------ Excerpt

Consider the system with figured characteristics. Suppose there are N total characteristics. We will make the following definitions:
Let T be an N-dimensional row vector representing the cost per point for each characteristic.
Let P be an N-dimensional column vector representing the number of points of each characteristic that is purchased.
Let R be an N-dimensional column vector representing the number of points of each characteristic that the player actually ends up with.
Let X be the total number of points the player spends on characteristics.
We will now find relationships between these variables.
First, observe that X is just the dot product of T and P - or in other words TP.
Now consider the relationship between P and R. R is equal to P plus the vector V representing the number of "free points" of figured characteristics obtained. But since each element of V is a linear combination of elements of P (of course zero in the case of base characteristics), we can represent this as AP where A is a matrix representing the set of linear equations. So we have R = P+V = P+AP = (I+A)P where I is the N-by-N identity matrix.

------------

* Given task 1
Answer these questions about the figured-characteristics derivation:
(a) What does the row vector T represent?
(b) How is X written in terms of T and P?
(c) What does I denote in R = (I+A)P?
* Given task 2
Carry the figured-characteristics derivation forward, starting after its final sentence.

------ Supplied material

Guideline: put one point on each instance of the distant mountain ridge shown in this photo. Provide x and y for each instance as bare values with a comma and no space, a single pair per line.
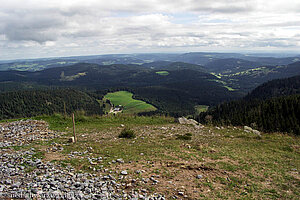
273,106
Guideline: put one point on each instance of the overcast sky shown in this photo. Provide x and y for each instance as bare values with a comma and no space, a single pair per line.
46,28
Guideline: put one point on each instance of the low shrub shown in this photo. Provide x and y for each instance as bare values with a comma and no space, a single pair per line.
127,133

------------
------ Supplied material

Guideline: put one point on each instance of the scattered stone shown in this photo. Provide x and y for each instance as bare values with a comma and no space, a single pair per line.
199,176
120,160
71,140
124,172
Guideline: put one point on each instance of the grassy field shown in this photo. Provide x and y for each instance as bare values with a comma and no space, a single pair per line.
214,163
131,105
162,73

------------

* Written reply 1
(a) The cost per point for each characteristic.
(b) As TP, the dot product of T and P.
(c) The N-by-N identity matrix.

* Written reply 2
In other words, the player gets a final characteristic vector of (I+A)P for a cost of TP points.
Now observe that I+A has ones all along its main diagonal, and is upper triangular (if you list the base characteristics before the figured ones), which is sufficient to show that it is nonsingular, and thus has an inverse, which we will designate as Z.
Now consider a system without figured characteristics, and with a cost vector of TZ. Then in order to get the same characteristic vector as before - (I+A)P - the player he simply buys those characteristics directly, for a total cost of TZ(I+A)P. But since Z and I+A are inverses, they cancel each other out, so the total cost is TP, just as before. This shows that the two systems have the same cost, regardless of what characteristics the player wants to buy.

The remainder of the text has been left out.